Top 5 things to consider before taking the PADI IDC

The decision has been made and a new life awaits, you’re going to be a dive instructor. But what else should you think about before you book your PADI IDC course?

If you’re already a divemaster, progressing to be a PADI instructor is a natural evolution. For others it's part of a bigger training journey, like Divemaster and Instructor courses back to back, or maybe you’re one of the legendary ‘zero to hero’ divers, shrugging off the rat race shackles and going all the way from beginner to full time professional. Whichever stage you’re at, there's always a few other things you should take into account and here is our list of the Top 5 considerations.

1 - Location

Practicing entry skill demonstrations on the boat

So task one - figure out what kind of place you want to work in. Are you aiming for a life bathed in sunshine and tropical waters? Or do you dream of dry-suits and a crisp, refreshing dive experience? Maybe you want to stay in the city and focus on excursions, or maybe you’re after a more rustic life? Personally, we're fully signed up members of the ‘hot weather, warm water, barefoot-whenever-possible’ brigade, not that exploring wrecks in Scotland or cracking open the ice for a dive in the Arctic aren't on our bucket lists, just on a day to day basis the Caribbean is more our thing, but you have to figure out what’s best for you. 

2 - Opportunity

After your IDC you may end up in any far flung corner of the world, but for most people, the first order of business after earning your instructor certification is to find a job, put your skills into action and see the money start rolling in, so you might as well put yourself in the right ball-park from the start.

The larger the diving community, by extension the more opportunities there are. That one-palm-tree, 10-meter-square paradise island, will look great on your insta but jobs will be few and far between.

- _Raw records_:
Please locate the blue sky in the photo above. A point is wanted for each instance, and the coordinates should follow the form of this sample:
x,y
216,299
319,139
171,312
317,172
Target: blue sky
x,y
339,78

- _What you will do_:
1) List every named geographic place that the article about the PADI IDC mentions.
2) Transcribe the records verbatim, preserving every line as it stands.
The records and the article about the PADI IDC were taken from separate sources.

- _Results for each task_:
1) Scotland, the Arctic, the Caribbean

2)
Please locate the blue sky in the photo above. A point is wanted for each instance, and the coordinates should follow the form of this sample:
x,y
216,299
319,139
171,312
317,172
Target: blue sky
x,y
339,78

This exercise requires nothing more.